- Excerpts from point annotation data:

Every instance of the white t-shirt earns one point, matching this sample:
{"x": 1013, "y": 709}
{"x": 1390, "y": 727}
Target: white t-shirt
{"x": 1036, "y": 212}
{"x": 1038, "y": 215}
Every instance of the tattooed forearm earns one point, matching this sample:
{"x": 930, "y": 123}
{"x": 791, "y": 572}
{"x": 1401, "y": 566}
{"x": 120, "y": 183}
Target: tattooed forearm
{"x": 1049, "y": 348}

- Work to be completed: Reproduce every line of the material above, requests included, adding -52 to each x and y coordinate in the answer points. Leave the coordinates in the requests and their format samples unchanged.

- Result of this exercise:
Every instance of the white t-shirt earns one point, matching this sample:
{"x": 1013, "y": 709}
{"x": 1390, "y": 727}
Target: white t-shirt
{"x": 984, "y": 160}
{"x": 986, "y": 163}
Every instance of the tattooed forearm earns one point, matching this sample:
{"x": 930, "y": 123}
{"x": 791, "y": 572}
{"x": 1401, "y": 566}
{"x": 120, "y": 183}
Target: tattooed forearm
{"x": 997, "y": 296}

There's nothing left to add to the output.